Bagian Latihan:
a - Jawablah pertanyaan berikut berdasarkan artikel tentang QRIS.
(i) Kapan QRIS diluncurkan?
(ii) Berapa jumlah pedagang yang menggunakan QRIS per Februari 2023?
(iii) Berapa jumlah pengguna QRIS per Februari 2023?
b - Lanjutkan artikel tentang QRIS setelah kalimat terakhirnya.

Teks Pilihan:
Melesatnya QRIS dan Penumpang Gelap
Transaksi pembayaran dengan metode QRIS kini tak asing lagi. Namun, di tengah akseptansi masyarakat yang tinggi, muncul kasus QRIS palsu. Apa yang harus dilakukan masyarakat dan pedagang?
Kasus penyalahgunaan QRIS di masjid-masjid Jakarta yang terungkap pekan lalu bisa menyurutkan antusiasme masyarakat yang saat ini tinggi untuk bertransaksi dengan QRIS.
Meski transaksi digital dari telepon genggam ini masih seumur jagung, perkembangannya sangat pesat. Otoritas berwenang harus bisa mengantisipasi dan menutup celah yang memberi peluang munculnya ”penumpang gelap” yang berpotensi merugikan masyarakat.
Sejak diluncurkan pada 17 Agustus 2019, penetrasi sistem pembayaran digital lewat kode respons cepat standar Indonesia (quick response Indonesian standard/QRIS) ini kini sudah ke seluruh provinsi di Indonesia. Bahkan, QRIS sudah bisa digunakan untuk bertransaksi di negara tetangga di kawasan ASEAN.
Baik pedagang (merchant) maupun konsumen sadar menjadi bagian dalam inovasi digitalisasi sistem pembayaran. Upaya pemerintah untuk memperluas penggunaan QRIS bersambut dengan kebutuhan masyarakat yang mengedepankan kecepatan dan kemudahan dalam bertransaksi.
Belum genap berusia empat tahun, jumlah pedagang yang menggunakan QRIS sebagai alternatiif alat pembayaran telah meningkat empat kali lipat. Berdasarkan data dari Bank Indonesia, pada 2020, baru 5,8 juta pedagang yang menggunakan QRIS. Per Februari 2023, jumlahnya sudah mencapai 24,9 juta.
Volume dan nilai transaksi dengan QRIS ini pun meningkat eksponensial. Volume transaksi pada 2020 baru tercatat sekitar 17,5 juta kali transaksi. Per Februari 2023, transaksinya sudah naik enam kali lipat menjadi 121,8 juta transaksi. Sementara nilai transaksi pada periode yang sama meningkat lebih besar, yaitu hampir sepuluh kali lipat, dari Rp 1,18 triliun menjadi Rp 12,28 triliun.
Peningkatan jumlah pedagang, volume, dan nilai transaksi dengan QRIS ini tidak lepas dari pengenalan dan promosi sistem pembayaran digital ini kepada masyarakat Indonesia yang jumlahnya besar.
Pengguna transaksi dengan QRIS sudah mencapai 28,8 juta orang (2022). Sumber dana yang digunakan untuk transaksi QRIS antara lain uang elektronik, rekening tabungan, dan kartu kredit yang diselengarakan oleh bank dan teknologi finansial (fintech).
Dengan persyaratan sudah memiliki rekening tabungan atau kartu kredit, jika jumlah penduduk usia 20 tahun ke atas di Indonesia tahun 2022 ada sekitar 187,4 juta orang, maka sebanyak satu dari enam penduduk kelompok dewasa adalah pengguna QRIS. Per Februari 2023, jumlah pengguna QRIS naik lagi menjadi 30,87 juta orang.

Data Hasil Ekstraksi:
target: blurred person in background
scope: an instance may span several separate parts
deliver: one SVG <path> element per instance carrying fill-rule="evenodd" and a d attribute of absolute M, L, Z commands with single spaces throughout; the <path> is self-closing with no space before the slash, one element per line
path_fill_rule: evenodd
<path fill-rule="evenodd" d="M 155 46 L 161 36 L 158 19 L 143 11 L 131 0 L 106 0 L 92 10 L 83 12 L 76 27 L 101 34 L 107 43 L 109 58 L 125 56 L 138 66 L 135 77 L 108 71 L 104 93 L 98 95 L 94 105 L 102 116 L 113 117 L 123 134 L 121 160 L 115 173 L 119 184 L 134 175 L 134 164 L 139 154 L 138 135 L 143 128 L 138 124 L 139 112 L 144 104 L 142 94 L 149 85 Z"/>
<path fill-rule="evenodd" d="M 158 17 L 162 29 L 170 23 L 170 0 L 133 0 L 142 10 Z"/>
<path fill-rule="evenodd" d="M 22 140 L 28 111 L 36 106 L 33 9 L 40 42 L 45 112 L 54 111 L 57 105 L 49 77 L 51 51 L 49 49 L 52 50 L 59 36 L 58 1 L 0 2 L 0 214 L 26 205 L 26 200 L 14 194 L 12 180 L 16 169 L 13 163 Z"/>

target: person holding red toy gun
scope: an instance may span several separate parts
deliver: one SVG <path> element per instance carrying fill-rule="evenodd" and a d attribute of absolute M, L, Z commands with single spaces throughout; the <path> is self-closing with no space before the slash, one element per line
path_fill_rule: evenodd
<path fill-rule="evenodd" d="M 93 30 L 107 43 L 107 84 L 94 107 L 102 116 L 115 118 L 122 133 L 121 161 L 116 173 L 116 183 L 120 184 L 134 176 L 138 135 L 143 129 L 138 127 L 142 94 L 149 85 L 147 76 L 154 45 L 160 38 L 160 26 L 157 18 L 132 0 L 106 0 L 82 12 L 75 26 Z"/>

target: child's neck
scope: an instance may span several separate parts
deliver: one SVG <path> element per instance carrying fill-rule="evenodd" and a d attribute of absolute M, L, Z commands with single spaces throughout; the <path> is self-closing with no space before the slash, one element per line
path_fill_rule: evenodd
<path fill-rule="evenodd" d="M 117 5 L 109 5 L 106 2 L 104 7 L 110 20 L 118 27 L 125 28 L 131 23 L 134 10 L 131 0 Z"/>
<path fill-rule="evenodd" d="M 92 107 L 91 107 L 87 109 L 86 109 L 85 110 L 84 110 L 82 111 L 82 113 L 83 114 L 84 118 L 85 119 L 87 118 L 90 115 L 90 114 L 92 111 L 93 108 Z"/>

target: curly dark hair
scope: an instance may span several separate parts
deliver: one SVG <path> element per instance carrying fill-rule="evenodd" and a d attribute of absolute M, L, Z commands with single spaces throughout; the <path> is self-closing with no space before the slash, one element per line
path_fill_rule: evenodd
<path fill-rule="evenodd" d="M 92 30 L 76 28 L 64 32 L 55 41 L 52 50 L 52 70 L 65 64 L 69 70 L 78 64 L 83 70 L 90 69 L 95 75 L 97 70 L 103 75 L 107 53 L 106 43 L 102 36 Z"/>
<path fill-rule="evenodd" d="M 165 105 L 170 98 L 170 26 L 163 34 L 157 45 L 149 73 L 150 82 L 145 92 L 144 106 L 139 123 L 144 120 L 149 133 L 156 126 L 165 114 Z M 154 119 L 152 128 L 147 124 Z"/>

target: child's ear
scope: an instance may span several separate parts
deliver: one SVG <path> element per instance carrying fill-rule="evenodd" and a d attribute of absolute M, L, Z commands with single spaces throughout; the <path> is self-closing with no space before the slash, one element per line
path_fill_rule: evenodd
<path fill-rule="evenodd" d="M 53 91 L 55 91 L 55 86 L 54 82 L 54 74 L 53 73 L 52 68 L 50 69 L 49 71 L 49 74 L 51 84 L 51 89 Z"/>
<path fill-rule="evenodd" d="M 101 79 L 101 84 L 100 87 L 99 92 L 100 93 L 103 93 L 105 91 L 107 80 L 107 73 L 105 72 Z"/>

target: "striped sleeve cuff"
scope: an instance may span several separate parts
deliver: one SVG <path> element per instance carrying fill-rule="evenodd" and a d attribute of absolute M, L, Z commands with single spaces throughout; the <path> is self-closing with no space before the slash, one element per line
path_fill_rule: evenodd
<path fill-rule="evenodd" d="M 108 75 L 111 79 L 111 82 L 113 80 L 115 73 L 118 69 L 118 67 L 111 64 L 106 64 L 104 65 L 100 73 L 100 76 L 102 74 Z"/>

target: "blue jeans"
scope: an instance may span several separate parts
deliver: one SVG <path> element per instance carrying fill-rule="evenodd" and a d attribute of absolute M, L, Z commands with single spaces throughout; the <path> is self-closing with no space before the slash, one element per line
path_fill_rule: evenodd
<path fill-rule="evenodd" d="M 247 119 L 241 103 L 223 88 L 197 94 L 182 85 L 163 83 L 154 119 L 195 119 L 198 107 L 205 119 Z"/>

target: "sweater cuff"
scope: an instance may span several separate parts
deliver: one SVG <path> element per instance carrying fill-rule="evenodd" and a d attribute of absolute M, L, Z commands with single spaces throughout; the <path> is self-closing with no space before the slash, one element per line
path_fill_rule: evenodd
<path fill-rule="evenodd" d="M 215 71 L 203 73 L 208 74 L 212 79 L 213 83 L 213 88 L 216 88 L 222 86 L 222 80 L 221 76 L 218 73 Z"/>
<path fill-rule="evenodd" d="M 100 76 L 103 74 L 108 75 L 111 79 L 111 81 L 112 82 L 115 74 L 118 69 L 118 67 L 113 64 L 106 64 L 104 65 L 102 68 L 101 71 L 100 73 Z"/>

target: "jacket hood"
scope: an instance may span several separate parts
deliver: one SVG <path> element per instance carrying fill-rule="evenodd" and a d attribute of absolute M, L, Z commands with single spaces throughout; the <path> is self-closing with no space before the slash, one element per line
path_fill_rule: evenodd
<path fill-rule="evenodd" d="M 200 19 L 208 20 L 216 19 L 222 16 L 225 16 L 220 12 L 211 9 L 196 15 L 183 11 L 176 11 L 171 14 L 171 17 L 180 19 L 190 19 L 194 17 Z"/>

Hasil yang Diharapkan:
a -
(i) 17 Agustus 2019.
(ii) 24,9 juta pedagang.
(iii) 30,87 juta orang.

b -
Dilihat dari sebarannya, pengguna QRIS di Indonesia masih terkonsentrasi di Pulau Jawa (71,6 persen). Pengguna QRIS di Pulau Sumatera porsinya baru 16,5 persen. Sementara di tiga gugus pulau lainnya, yakni Kalimantan, Bali-Nusa Tenggara, dan Sulawesi-Maluku-Papua masing-masing dengan porsi di bawah 5 persen.
Baca juga: Kejahatan Mengintai dari Kode QRIS di Sejumlah Masjid
Peluang UMKM
Dilihat dari kriteria pedagang yang menyediakan fasilitas QRIS untuk alternatif pembayaran selain dengan uang tunai dan kartu bagi pelanggannya, kelompok usaha mikro, kecil, dan menengah (UMKM) lebih mendominasi (89 persen). UMKM menjadi target pemerintah untuk pengembangan QRIS bukan tanpa alasan.
Di samping UMKM yang sudah teruji mampu bertahan di masa krisis dan menjadi faktor percepatan pemulihan ekonomi nasional, QRIS menjadi pintu bagi UMKM untuk masuk ke dalam ekosistem digital guna mendukung inklusi ekonomi dan keuangan.
Digitalisasi memberi peluang bagi UMKM untuk lebih kuat dan maju karena bisa membaca dengan lebih baik kebutuhan konsumen dan prospek bisnis ke depan secara keseluruhan.
Kualitas pelayanan UMKM dapat semakin ditingkatkan karena interaksi yang semakin cepat, mudah, dan efisien dengan konsumen serta mitra bisnis di sepanjang rantai suplai.
Jangkauan akses pasar akan semakin luas, tidak hanya pasar domestik, tetapi juga pasar internasional. Dengan kemampuan memahami pasar yang lebih baik, ekspansi usaha pun dengan mudah dapat dilakukan dengan akses pembiayaan yang juga lebih baik.
Dalam porsi yang masih terbatas, yakni sekitar 4 persen, pelaku usaha skala besar pun tak ketinggalan menggunakan metode QRIS. Selebihnya, QRIS juga digunakan untuk kepentingan donasi atau sosial (termasuk oleh tempat ibadah seperti masjid), badan layanan umum (BLU), dan public service obligation (PSO).
Pada kriteria pedagang terakhir inilah lebih terbuka peluang penyalahgunaan oleh orang-orang untuk mengambil keuntungan pribadi, menjadi ”penumpang gelap” (free rider).
Penumpang gelap dalam konteks ekonomi adalah orang-orang yang mengambil atau menikmati keuntungan tertentu tanpa usaha atau biaya seminimal mungkin. Penumpang gelap ini menyebabkan pihak yang seharusnya mendapat keuntungan atau yang berproduksi, hanya memperoleh sedikit benefit/kompensasi.
Kasus penyalahgunaan QRIS atau QRIS palsu di tempat ibadah untuk mengambil dana donasi dari masyarakat membuktikan adanya penumpang gelap dalam penerapan QRIS. Oleh sebab itu, faktor keamanan menjadi krusial untuk pengembangan selanjutnya jika ingin memperluas penggunaan QRIS.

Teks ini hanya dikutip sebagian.